#### EXCERPTED PASSAGE

“For just as the body is one and has many members, and all the members of the body, though many, are one body, so it is with Christ.”
Everybody wants to be a part of something bigger than them. When you think about the pattern of the universe, this has been true of the pattern of creation. Particles forming a community of particles that we now call atoms. Atoms have the properties of the particles that created them and then some new properties. Atoms forming a community of atoms that we now call molecules. Cells have the properties of the atoms that created them and then some new properties. Cells forming a community of cells that we call people. People have the properties of the cells that created them and then some new properties. Obviously, the science is more complex, but at the basic level, each of the smaller components makes up something greater than itself that bears a resemblance to the smaller component but also takes on new life.
The same is true of the body of Christ. It is made up of people like you and me. All of us make up the body of Christ at work in our world. Each of us has a role to play. In a similar way to each of us having a gift for the common good, we all have a role in the Body of Christ. We all have a calling, a task God has given us to further his message in our world. It may be an ordinary task, as ordinary as being an ear or a foot. Or it may be an incredible calling, as big as being a brain or a heart. Whatever our calling, our presence in the Body of Christ is vital to Christ’s work of love, reconciliation, compassion, and inclusion being continued in our world.

########
#### RECORDED DATA

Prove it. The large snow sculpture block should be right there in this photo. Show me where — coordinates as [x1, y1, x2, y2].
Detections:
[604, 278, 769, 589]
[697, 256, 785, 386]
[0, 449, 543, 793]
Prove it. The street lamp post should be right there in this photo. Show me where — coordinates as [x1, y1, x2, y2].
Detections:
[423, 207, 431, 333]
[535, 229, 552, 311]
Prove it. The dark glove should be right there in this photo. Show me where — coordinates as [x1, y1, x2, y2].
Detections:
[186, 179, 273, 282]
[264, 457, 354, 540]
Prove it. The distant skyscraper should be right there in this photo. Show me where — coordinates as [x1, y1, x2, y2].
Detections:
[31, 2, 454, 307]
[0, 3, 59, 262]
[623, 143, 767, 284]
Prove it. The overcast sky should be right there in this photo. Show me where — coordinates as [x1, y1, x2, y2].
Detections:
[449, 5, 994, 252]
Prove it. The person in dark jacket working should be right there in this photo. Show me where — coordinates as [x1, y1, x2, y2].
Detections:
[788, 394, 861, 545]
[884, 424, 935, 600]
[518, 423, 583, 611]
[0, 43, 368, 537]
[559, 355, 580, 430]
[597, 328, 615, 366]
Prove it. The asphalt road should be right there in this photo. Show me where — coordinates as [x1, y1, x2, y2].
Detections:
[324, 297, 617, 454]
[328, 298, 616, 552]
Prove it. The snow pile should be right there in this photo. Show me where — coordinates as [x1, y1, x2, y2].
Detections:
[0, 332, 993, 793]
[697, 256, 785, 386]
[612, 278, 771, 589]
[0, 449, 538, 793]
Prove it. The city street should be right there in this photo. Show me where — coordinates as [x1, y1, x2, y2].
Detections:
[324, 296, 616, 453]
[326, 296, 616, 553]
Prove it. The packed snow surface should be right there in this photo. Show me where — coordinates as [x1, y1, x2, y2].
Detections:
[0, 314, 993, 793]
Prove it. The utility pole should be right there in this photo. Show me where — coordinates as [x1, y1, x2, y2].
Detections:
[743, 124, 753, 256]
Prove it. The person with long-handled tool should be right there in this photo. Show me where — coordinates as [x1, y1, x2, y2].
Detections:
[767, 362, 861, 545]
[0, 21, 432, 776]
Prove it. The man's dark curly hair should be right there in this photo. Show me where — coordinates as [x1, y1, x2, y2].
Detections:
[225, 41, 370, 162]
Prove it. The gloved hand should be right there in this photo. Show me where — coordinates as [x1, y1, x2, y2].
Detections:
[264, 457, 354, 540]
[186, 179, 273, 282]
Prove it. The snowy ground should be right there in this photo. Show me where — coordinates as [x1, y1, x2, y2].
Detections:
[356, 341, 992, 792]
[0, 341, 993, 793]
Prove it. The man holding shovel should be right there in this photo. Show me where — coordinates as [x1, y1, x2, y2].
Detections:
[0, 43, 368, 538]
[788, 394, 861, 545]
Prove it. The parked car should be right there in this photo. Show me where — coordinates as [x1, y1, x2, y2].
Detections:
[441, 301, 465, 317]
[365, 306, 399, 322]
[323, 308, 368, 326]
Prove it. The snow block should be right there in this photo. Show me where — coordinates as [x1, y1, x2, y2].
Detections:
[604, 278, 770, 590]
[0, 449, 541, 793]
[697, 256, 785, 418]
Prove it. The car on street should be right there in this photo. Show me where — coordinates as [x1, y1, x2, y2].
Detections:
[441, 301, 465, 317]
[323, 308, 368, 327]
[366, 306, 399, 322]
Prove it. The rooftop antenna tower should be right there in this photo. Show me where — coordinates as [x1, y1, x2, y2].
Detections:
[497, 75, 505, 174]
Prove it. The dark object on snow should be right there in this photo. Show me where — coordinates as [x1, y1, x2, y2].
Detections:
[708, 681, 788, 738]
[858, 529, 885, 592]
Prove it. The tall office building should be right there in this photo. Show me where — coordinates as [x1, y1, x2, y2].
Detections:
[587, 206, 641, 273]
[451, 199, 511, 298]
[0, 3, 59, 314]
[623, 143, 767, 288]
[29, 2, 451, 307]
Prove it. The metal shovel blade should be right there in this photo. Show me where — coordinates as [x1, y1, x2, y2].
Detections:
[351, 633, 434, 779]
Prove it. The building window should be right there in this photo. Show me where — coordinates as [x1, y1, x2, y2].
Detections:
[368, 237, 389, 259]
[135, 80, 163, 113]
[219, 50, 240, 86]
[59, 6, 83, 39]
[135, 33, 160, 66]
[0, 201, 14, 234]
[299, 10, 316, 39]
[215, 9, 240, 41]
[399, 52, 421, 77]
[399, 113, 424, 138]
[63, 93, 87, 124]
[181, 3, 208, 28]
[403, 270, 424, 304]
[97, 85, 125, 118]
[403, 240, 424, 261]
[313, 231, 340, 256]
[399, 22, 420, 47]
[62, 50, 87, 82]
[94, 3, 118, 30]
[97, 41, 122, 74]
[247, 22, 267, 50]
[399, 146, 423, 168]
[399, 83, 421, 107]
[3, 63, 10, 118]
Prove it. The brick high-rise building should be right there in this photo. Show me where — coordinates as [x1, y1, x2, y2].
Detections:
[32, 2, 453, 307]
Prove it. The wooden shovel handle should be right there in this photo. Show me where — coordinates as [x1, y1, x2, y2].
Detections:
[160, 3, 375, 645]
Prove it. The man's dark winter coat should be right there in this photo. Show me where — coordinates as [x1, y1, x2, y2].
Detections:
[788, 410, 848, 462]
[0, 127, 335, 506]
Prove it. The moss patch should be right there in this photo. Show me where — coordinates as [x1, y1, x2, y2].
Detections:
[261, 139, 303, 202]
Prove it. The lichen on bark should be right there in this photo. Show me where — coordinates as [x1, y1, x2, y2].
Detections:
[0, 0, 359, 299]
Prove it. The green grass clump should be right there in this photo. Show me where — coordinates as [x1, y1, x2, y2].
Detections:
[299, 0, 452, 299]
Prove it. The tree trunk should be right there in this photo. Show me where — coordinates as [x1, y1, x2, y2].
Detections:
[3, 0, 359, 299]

########

_ASSIGNMENT A_.
Answer these questions about the passage on the body of Christ:
(i) What does the passage call a community of particles?
(ii) Which body parts illustrate an ordinary task?
(iii) Which body parts illustrate an incredible calling?
_ASSIGNMENT B_.
Continue the passage on the body of Christ, starting after its final sentence.

_ANSWER A_.
(i) Atoms
(ii) An ear or a foot
(iii) A brain or a heart

_ANSWER B_.
There is something that unites us that is bigger than all of us. It is bigger than our nationalities. It is bigger than our languages. It is bigger than our races. It is bigger than the social constructs that separate us. Did you catch what Paul said? He lists off specific social constructs that separated people in his time: “Jews, Greeks, slaves, or free.” We are all a part of something bigger that is at work in our world and that something is Christ. We are Christ’s hands and feet alive in our world. Paul is encouraging the Corinthians and us by saying that we are all in this together. We need each other.
During our Lenten journey, it is easy to become laser-focused on our own personal transformation through repentance and reflection. It is important that we reflect on the ways we have contributed or not contributed to the Body of Christ in our world. How have you contributed to the greater Body of Christ? How can you more fully engage your gifts and callings in the Body of Christ?
Loving God, it is with grateful hearts that we recognize that you have drawn us together into one body to be your hands and feet in our world. We humbly admit that there are times that we would rather be on our own than be uniquely connected to the Body. Help us to awaken to our greater purpose as individuals and as a Body. Amen.